Written task: Return every line below that contains the word "wall", matching its case exactly.

= = = =

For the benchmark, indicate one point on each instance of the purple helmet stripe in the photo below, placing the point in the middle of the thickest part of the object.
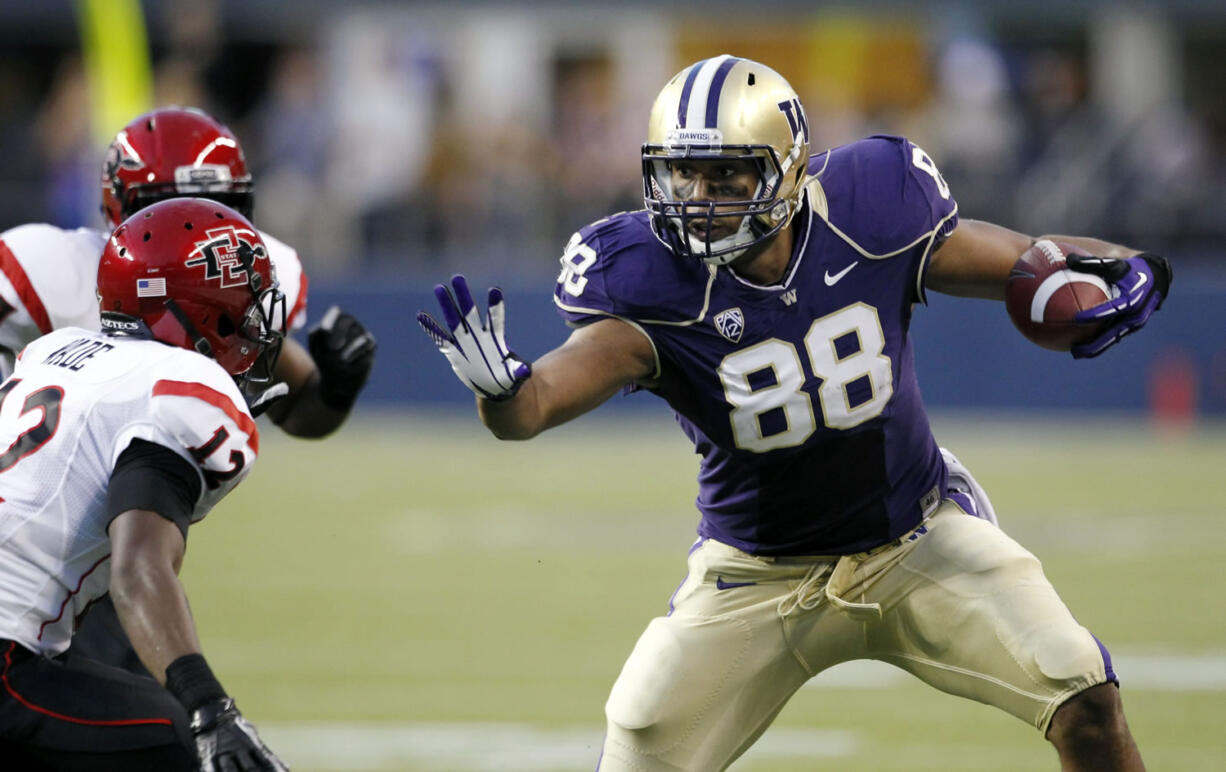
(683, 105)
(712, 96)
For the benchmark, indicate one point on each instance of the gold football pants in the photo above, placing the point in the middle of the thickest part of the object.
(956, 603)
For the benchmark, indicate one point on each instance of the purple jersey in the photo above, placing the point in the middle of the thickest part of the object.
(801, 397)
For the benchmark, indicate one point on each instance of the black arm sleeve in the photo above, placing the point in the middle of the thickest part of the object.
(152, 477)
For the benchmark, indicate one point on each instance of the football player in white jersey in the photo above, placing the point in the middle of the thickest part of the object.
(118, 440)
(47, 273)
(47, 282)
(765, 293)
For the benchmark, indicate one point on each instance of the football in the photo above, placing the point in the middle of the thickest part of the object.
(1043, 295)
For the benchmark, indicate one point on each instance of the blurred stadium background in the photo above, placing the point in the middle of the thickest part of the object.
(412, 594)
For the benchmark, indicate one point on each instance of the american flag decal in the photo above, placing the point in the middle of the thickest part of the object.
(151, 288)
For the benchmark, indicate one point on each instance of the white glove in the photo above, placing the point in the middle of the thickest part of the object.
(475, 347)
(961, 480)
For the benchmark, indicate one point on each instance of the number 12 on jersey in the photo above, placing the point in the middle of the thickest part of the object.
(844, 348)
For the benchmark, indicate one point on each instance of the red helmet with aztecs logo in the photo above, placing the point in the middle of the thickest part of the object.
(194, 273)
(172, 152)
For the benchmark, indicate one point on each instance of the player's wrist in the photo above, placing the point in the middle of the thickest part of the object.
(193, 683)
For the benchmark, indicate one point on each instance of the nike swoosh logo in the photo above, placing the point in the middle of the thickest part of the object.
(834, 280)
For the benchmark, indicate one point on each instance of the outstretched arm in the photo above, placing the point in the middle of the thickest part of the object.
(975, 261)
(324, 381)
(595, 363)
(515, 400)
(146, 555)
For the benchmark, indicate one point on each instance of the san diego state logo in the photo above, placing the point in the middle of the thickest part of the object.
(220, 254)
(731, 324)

= = = =

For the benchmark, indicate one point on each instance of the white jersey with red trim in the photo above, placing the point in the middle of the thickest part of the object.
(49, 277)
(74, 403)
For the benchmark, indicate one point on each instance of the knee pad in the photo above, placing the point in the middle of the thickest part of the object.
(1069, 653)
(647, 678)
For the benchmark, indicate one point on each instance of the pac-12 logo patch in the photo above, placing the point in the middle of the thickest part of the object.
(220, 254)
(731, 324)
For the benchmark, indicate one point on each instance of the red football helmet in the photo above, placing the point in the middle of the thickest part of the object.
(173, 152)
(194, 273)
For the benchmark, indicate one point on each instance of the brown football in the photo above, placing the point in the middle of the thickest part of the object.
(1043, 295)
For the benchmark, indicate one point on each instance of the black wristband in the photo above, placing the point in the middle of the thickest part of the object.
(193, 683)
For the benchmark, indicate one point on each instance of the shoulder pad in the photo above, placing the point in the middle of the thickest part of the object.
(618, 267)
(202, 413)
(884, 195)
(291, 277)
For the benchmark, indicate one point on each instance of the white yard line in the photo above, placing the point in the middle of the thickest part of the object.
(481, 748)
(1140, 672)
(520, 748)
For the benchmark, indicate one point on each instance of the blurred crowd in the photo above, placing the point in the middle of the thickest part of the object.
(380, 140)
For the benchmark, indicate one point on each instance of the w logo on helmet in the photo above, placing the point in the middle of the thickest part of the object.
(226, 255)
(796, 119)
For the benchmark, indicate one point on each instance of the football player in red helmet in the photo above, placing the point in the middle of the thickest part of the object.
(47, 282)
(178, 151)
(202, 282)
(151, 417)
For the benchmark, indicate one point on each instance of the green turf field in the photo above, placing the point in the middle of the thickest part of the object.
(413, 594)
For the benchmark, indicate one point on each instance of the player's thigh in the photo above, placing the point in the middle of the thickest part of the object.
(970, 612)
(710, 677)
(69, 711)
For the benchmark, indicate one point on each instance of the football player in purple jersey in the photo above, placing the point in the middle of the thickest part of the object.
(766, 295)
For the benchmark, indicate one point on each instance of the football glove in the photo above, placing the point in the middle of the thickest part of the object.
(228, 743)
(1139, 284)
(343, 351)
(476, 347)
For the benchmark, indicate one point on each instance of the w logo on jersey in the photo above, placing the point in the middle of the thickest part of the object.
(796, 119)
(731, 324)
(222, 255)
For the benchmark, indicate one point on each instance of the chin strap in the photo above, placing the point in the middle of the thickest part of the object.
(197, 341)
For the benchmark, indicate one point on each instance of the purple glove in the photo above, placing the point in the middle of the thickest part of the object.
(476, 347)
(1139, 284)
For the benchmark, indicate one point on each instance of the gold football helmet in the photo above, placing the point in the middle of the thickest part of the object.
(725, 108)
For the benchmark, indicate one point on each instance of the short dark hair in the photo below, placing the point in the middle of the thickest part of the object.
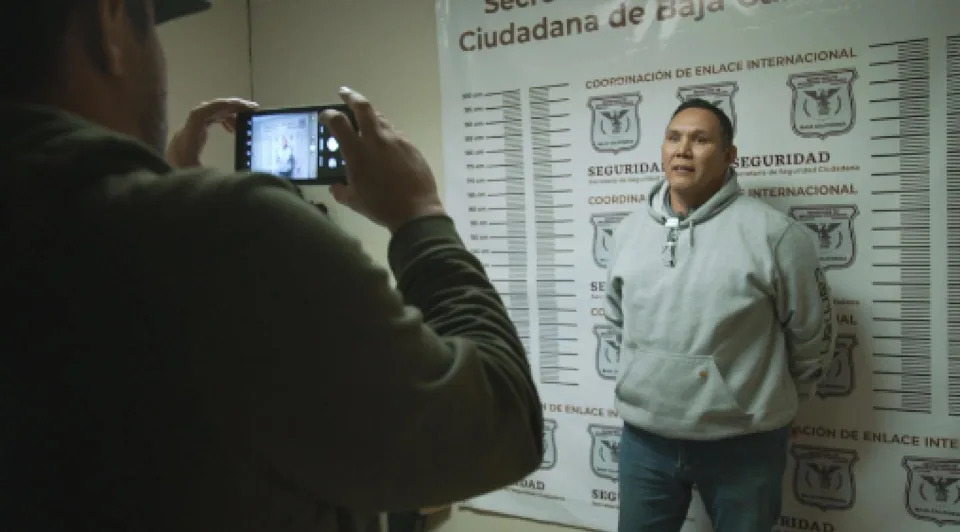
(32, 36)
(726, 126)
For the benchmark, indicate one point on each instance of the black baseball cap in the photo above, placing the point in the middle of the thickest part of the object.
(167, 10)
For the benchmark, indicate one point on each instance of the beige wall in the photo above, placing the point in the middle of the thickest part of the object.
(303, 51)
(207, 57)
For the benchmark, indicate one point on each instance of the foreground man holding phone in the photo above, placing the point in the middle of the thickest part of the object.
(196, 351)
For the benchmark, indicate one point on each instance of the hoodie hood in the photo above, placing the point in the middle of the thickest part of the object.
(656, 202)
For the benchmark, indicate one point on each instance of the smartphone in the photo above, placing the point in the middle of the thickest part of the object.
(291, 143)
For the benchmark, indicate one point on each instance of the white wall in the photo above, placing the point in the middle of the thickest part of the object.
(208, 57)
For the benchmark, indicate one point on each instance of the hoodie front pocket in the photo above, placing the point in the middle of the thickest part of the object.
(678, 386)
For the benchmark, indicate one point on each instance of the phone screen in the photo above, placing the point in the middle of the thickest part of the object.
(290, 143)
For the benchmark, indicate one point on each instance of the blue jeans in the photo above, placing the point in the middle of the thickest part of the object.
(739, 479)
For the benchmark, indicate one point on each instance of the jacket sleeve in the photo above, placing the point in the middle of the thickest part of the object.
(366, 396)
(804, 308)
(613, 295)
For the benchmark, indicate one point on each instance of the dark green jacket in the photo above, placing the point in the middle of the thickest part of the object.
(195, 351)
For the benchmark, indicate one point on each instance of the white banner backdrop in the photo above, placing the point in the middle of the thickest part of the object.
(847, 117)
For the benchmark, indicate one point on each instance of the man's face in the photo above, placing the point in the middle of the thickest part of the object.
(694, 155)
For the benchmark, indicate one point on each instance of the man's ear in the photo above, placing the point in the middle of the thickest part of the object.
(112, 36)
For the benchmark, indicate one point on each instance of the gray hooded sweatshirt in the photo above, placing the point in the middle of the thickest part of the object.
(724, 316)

= = = =

Result for this exercise:
For the benchmark, indicate one point on each instance of the beige wall in the photo above, placing the point in the middle of the thickest part of the object.
For the benchmark, indicate one point on each instance of the white wall in the photo above, placing the point in the middle of the thickest part of the object.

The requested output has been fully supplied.